_What is expected_. Collect every line of the records below that contains the string "dark", copying each one in full. Treat case as significant.

(Excerpts from labeled region data)
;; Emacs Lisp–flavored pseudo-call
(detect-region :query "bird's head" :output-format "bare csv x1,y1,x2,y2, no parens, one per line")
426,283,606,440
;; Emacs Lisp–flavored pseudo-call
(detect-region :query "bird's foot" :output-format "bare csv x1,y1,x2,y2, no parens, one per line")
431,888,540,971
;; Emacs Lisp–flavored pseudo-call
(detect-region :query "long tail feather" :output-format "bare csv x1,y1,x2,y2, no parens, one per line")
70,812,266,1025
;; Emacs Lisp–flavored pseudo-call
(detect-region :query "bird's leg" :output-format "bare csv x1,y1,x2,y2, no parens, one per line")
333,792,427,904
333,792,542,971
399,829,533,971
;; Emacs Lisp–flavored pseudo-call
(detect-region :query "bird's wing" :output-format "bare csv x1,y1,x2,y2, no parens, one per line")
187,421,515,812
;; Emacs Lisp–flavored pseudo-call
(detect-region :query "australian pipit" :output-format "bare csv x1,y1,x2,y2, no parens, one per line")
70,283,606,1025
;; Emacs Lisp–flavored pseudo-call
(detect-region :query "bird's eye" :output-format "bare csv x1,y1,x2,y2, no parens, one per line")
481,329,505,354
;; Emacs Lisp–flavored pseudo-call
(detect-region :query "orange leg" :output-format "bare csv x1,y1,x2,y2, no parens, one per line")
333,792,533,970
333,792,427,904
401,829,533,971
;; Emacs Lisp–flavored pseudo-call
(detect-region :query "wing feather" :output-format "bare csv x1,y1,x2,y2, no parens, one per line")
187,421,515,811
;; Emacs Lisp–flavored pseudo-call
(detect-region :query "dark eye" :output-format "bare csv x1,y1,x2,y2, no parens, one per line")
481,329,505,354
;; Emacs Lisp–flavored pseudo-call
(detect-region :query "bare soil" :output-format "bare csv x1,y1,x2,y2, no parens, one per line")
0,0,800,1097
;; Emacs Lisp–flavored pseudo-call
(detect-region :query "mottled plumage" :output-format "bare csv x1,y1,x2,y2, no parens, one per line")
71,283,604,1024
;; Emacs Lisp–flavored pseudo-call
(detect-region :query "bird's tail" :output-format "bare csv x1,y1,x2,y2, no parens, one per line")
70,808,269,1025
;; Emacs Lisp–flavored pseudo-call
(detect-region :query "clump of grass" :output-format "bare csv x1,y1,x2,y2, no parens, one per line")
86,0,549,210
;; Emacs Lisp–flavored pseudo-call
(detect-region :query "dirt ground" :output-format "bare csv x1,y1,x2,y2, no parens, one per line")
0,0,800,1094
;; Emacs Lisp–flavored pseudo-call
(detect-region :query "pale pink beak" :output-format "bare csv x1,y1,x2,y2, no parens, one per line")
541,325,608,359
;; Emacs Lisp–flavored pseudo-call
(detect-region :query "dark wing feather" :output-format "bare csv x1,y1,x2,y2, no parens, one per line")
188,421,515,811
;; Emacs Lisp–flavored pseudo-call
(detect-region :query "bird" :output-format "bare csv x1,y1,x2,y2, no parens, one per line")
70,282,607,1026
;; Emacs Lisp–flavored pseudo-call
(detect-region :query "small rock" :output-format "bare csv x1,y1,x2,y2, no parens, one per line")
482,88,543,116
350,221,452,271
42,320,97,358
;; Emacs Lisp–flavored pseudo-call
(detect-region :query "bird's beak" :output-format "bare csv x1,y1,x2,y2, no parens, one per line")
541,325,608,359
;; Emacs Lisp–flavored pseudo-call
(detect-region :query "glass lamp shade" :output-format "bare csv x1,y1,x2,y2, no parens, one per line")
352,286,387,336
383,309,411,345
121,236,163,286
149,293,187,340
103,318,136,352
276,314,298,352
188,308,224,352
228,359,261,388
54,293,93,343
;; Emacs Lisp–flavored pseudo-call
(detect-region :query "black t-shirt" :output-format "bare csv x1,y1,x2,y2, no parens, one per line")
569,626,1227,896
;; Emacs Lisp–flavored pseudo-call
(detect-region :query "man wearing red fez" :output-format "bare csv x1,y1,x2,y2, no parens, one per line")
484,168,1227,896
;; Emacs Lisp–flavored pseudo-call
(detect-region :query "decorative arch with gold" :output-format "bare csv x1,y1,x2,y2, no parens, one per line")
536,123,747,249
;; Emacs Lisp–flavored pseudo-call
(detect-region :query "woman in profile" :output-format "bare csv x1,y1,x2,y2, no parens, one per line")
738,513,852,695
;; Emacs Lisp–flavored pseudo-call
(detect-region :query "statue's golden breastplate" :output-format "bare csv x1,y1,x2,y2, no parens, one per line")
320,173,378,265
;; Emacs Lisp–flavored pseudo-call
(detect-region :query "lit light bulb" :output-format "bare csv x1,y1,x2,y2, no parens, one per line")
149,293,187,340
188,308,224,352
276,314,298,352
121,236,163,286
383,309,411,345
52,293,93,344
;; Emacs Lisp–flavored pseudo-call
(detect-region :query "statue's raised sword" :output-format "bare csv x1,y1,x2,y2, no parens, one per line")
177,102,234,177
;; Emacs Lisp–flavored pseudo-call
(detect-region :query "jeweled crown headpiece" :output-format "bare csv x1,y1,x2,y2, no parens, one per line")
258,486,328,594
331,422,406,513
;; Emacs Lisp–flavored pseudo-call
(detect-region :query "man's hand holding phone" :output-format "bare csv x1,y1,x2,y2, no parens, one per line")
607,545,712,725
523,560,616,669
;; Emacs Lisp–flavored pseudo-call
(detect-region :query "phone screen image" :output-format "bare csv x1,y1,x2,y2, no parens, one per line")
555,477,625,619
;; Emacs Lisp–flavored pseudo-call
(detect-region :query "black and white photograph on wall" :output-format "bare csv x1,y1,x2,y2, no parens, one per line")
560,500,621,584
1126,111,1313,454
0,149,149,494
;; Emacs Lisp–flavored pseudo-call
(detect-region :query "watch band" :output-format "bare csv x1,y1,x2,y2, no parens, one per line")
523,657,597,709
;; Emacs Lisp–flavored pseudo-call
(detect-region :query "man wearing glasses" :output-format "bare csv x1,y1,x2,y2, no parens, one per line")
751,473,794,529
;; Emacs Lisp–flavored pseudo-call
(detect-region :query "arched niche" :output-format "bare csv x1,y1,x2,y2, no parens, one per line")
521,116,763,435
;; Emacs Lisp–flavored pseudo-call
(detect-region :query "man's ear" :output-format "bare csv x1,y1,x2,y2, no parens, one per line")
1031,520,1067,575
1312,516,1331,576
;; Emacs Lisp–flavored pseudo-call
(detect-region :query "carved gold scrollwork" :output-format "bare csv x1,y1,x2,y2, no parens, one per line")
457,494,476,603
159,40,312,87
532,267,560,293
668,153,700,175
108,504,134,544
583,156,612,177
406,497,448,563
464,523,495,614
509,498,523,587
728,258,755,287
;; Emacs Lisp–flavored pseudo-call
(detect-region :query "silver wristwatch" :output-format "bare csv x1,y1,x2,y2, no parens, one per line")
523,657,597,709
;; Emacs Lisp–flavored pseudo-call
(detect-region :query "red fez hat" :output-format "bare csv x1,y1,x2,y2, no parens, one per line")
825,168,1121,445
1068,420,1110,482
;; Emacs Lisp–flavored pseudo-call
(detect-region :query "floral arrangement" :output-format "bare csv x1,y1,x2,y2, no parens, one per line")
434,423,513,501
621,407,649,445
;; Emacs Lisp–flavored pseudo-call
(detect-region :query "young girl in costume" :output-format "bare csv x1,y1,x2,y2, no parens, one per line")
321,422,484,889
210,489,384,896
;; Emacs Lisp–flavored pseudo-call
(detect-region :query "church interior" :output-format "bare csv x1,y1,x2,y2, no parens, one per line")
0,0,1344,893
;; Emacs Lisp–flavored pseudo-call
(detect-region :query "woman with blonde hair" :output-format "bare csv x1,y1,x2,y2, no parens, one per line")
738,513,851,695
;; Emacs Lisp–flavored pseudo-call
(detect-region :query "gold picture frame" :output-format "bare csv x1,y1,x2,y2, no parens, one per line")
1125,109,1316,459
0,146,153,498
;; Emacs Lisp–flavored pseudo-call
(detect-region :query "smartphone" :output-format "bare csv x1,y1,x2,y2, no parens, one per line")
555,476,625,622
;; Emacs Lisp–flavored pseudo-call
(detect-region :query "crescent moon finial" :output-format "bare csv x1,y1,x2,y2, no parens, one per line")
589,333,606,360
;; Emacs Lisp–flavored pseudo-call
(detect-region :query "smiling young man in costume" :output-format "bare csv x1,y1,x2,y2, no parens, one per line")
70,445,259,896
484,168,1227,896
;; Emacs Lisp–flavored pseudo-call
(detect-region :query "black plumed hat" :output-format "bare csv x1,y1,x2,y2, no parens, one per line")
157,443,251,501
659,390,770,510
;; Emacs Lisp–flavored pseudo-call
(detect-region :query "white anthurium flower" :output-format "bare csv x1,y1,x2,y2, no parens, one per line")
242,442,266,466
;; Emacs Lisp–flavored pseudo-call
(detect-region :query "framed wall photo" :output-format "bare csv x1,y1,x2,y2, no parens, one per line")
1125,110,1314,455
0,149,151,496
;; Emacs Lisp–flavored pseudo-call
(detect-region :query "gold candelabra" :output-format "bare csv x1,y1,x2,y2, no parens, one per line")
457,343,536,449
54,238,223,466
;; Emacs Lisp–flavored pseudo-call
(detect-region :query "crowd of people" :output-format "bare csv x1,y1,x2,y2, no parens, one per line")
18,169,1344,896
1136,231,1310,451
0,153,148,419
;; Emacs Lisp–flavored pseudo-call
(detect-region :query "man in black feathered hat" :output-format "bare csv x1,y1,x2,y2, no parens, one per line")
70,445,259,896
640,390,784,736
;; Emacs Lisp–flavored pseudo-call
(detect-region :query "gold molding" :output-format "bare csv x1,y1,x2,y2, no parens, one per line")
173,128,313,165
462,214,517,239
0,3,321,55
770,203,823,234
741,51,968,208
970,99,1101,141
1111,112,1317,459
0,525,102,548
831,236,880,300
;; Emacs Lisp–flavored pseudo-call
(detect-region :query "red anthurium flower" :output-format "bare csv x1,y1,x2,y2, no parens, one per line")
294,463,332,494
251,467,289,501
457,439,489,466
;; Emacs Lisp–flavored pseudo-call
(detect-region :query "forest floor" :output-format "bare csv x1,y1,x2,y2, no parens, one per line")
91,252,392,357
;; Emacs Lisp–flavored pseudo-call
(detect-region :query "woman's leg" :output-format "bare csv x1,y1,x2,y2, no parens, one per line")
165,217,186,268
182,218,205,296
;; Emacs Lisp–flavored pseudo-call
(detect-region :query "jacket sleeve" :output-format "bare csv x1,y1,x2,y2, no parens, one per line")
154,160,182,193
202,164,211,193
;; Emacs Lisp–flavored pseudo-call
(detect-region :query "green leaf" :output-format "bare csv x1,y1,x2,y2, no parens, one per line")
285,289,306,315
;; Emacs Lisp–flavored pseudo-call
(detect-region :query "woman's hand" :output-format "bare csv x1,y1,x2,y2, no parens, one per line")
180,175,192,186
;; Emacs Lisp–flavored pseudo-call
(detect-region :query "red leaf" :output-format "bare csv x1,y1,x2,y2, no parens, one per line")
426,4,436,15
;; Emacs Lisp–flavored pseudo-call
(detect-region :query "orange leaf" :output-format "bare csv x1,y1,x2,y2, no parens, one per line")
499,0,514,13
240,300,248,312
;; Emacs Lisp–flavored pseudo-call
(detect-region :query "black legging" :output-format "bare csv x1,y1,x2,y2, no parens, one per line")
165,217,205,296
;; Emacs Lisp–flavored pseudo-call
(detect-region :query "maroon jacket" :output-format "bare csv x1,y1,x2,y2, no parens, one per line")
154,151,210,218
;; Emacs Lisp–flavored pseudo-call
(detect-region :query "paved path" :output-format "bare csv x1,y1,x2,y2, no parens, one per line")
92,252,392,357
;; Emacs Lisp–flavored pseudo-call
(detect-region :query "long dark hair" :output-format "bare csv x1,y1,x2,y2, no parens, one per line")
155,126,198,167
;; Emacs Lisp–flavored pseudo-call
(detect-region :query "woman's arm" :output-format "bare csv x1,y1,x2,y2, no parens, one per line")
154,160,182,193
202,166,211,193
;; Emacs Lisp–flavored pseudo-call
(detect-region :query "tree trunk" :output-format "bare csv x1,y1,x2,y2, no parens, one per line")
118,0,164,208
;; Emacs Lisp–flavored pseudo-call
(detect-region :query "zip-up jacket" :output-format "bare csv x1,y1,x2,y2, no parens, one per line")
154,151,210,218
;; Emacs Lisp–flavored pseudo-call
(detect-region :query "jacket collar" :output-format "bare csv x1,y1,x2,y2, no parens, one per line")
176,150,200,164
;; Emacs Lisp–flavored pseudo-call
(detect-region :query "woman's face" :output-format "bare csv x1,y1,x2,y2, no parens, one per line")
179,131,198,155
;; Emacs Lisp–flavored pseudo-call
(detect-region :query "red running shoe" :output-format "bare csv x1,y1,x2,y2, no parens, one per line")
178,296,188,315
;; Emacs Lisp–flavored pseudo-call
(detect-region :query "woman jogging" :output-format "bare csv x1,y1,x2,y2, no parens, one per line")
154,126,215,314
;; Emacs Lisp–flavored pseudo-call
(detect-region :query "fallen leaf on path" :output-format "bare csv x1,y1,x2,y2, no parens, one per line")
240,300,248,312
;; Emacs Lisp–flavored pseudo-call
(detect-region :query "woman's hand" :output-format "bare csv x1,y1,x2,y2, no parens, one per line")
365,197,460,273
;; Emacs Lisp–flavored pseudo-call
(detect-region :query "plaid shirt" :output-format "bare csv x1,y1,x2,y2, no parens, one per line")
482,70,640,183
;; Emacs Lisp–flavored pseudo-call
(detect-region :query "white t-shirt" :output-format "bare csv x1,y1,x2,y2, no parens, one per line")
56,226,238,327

_Full output_.
(detect-region :query "dark eye" :output-format "bare csv x1,y1,x2,y2, no parens, one per line")
(detect-region :query "dark wing feather" :output-format "bare csv x1,y1,x2,y2, no parens, one per line")
(detect-region :query "long dark hair" :output-format "bare csv x1,y1,x2,y2, no parens, one per line")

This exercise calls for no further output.